— start of Text extract —

WE REFER TO YOUR LETTER DATED AUGUST 2, 1963, AND SUBSEQUENT CORRESPONDENCE, PROTESTING A DECISION BY THE DEPARTMENT OF THE AIR FORCE TO UNILATERALLY RESCIND AN ALLEGED AGREEMENT BETWEEN ALASKA AIRLINES, INC., AND THE AIR FORCE INVOLVING THE TRANSPORTATION OF CERTAIN MILITARY PASSENGERS BETWEEN SEATTLE, WASHINGTON AND FAIRBANKS, ALASKA.

— end of Text extract —
— start of Provided material —

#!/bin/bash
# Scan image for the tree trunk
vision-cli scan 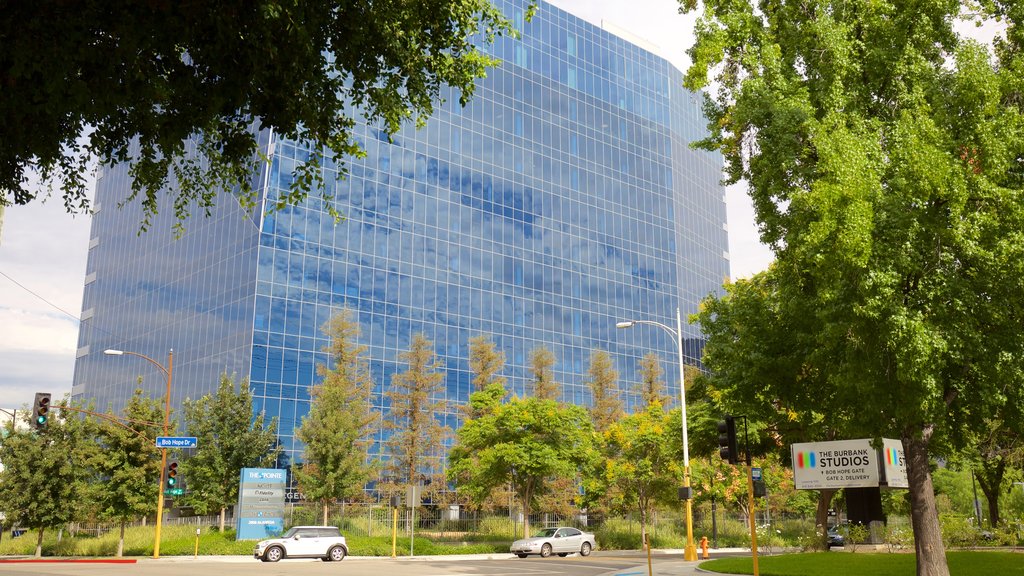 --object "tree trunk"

— end of Provided material —

> Exercise directions:
Summarize the Air Force letter excerpt in one sentence.

> Solution to this problem:
The excerpt refers to a letter dated August 2, 1963, and later correspondence that protested a decision by the Department of the Air Force to unilaterally rescind an alleged agreement with Alaska Airlines, Inc., for transporting certain military passengers between Seattle, Washington and Fairbanks, Alaska.